Women's 4 × 400 metres relay at the Commonwealth Games

= Athletics at the 1974 British Commonwealth Games – Women's 4 × 400 metres relay =

The women's 4 × 400 metres relay event at the 1974 British Commonwealth Games was held on 2 February at the Queen Elizabeth II Park in Christchurch, New Zealand. It was the first time this event was held for women at the Games with the 4 × 440 yards relay last being held in 1950.

-------------------------

▶ _EXERCISE REQUIREMENTS_:
**1.** Reproduce the passage on the 1974 women's relay word for word, beginning at the words "Women's 4 × 400 metres relay at" and stopping after "held in 1950.".
**2.** Translate this sentence from the passage on the 1974 women's relay into Spanish: "The women's 4 × 400 metres relay event at the 1974 British Commonwealth Games was held on 2 February at the Queen Elizabeth II Park in Christchurch, New Zealand."
The data that follows plays no role here.

Raw records:
-------------------------

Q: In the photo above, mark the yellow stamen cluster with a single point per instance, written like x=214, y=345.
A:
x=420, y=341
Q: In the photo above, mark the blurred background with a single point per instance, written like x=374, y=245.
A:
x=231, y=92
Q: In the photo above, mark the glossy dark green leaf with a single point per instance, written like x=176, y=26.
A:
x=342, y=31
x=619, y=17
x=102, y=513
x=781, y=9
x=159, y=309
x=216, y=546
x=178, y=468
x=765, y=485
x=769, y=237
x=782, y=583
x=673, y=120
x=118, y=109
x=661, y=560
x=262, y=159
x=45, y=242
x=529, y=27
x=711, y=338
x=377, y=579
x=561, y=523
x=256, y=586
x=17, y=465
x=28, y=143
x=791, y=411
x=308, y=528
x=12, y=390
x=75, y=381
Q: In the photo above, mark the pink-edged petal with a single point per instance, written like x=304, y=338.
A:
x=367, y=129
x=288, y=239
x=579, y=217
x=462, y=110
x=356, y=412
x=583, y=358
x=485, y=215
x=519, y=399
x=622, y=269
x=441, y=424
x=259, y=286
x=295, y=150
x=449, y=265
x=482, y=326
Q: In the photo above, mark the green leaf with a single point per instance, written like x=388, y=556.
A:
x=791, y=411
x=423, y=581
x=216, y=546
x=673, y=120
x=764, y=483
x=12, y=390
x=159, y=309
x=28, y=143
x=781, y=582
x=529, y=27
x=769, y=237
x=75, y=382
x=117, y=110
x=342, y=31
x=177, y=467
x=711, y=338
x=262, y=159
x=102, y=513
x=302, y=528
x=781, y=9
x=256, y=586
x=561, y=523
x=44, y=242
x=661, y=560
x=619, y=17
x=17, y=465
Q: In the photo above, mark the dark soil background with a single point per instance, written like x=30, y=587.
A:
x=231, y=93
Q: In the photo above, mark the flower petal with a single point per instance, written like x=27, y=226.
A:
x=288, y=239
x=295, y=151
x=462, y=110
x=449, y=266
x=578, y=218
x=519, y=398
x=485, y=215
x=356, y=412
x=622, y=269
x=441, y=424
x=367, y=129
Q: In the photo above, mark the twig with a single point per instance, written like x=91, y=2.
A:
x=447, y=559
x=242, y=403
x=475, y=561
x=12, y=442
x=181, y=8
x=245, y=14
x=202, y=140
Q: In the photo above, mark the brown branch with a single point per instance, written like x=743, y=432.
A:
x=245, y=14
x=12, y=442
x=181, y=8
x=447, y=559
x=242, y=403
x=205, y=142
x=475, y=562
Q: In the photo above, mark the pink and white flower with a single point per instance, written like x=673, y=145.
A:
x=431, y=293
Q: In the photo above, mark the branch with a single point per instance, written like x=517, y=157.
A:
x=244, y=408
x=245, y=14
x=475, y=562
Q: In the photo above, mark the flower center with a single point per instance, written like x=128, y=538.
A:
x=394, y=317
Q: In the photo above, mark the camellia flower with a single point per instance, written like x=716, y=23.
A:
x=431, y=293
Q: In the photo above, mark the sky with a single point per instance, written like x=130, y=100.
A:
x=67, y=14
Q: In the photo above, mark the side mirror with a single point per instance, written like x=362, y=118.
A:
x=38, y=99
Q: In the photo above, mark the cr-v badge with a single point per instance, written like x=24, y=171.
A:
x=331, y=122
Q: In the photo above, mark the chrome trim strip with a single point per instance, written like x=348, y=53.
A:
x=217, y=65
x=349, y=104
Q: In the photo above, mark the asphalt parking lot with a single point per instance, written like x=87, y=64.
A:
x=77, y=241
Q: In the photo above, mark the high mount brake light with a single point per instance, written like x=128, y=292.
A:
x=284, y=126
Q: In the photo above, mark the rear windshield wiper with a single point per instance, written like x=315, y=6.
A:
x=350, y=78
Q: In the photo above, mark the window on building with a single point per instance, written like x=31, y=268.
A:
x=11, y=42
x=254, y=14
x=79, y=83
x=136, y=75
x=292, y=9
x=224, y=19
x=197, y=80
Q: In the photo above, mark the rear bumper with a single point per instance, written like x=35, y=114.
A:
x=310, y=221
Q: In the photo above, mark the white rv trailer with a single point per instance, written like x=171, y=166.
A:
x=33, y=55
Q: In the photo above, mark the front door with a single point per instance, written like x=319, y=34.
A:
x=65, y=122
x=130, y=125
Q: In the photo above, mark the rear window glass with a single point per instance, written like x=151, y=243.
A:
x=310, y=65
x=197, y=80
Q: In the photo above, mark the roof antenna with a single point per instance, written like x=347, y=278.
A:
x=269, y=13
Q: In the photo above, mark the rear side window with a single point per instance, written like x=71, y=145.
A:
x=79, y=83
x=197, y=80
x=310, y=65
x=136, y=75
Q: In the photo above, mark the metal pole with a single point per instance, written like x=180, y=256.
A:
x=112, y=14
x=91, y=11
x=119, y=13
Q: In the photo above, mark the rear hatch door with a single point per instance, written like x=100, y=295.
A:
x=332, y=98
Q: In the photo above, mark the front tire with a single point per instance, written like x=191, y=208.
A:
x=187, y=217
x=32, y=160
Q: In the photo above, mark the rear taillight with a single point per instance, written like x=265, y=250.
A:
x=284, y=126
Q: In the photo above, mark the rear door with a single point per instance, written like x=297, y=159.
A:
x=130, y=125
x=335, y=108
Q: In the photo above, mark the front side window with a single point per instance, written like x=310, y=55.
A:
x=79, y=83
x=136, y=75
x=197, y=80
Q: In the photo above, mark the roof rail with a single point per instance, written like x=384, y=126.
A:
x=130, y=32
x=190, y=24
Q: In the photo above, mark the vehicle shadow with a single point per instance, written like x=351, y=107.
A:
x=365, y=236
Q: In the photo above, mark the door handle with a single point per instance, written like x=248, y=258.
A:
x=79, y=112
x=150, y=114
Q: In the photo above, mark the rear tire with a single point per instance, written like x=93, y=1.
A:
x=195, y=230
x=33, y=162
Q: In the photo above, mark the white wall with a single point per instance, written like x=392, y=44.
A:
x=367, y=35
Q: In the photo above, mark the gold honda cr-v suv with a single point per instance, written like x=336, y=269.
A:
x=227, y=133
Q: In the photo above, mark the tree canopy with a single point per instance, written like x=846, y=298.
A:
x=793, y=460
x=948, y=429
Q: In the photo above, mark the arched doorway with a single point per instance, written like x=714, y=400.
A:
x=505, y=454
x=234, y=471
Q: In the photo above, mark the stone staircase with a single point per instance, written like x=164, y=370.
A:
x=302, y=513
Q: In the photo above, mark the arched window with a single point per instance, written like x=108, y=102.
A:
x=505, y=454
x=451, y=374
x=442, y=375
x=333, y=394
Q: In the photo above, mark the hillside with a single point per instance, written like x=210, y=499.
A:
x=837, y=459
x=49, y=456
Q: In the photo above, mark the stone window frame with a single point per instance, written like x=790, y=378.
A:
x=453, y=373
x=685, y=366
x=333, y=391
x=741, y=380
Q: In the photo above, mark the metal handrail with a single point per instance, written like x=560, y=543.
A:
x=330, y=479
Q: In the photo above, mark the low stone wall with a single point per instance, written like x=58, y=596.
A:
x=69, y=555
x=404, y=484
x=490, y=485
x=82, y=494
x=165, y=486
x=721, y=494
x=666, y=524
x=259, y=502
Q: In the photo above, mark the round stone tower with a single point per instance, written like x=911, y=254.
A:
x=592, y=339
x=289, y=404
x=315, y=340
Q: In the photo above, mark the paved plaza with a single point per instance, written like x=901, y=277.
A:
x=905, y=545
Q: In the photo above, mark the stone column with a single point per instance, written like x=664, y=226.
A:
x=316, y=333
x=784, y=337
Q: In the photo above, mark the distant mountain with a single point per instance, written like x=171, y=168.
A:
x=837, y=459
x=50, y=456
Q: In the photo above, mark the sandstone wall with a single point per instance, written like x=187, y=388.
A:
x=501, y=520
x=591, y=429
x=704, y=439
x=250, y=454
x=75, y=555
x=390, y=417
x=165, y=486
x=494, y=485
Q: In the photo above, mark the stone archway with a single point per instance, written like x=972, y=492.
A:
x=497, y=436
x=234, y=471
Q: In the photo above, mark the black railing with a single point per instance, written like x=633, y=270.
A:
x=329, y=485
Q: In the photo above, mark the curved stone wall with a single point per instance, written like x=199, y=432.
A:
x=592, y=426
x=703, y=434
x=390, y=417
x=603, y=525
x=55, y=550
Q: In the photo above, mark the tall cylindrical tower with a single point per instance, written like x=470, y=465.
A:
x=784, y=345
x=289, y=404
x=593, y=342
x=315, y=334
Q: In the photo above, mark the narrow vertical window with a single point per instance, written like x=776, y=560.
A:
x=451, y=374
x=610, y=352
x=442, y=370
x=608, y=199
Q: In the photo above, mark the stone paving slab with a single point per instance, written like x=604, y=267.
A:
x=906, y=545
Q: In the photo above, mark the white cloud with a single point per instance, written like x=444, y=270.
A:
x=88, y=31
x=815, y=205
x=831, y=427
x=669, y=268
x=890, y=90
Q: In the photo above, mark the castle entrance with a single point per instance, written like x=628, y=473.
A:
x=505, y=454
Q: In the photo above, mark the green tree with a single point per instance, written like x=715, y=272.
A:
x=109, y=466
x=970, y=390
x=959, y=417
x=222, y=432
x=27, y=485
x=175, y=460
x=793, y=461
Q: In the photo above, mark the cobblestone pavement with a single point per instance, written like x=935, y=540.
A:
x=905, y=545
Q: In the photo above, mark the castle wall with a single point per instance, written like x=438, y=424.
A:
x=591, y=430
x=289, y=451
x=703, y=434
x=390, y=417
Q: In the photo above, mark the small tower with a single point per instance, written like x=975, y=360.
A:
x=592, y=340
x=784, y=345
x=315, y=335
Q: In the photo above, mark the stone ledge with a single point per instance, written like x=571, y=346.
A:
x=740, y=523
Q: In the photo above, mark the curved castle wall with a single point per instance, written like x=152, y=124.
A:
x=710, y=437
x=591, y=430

-------------------------

▶ _OUTPUTS IN ORDER_:
**1.**
Women's 4 × 400 metres relay at the Commonwealth Games

= Athletics at the 1974 British Commonwealth Games – Women's 4 × 400 metres relay =

The women's 4 × 400 metres relay event at the 1974 British Commonwealth Games was held on 2 February at the Queen Elizabeth II Park in Christchurch, New Zealand. It was the first time this event was held for women at the Games with the 4 × 440 yards relay last being held in 1950.

**2.** La prueba de relevo 4 × 400 metros femenino de los Juegos de la Mancomunidad Británica de 1974 se celebró el 2 de febrero en el Queen Elizabeth II Park de Christchurch, Nueva Zelanda.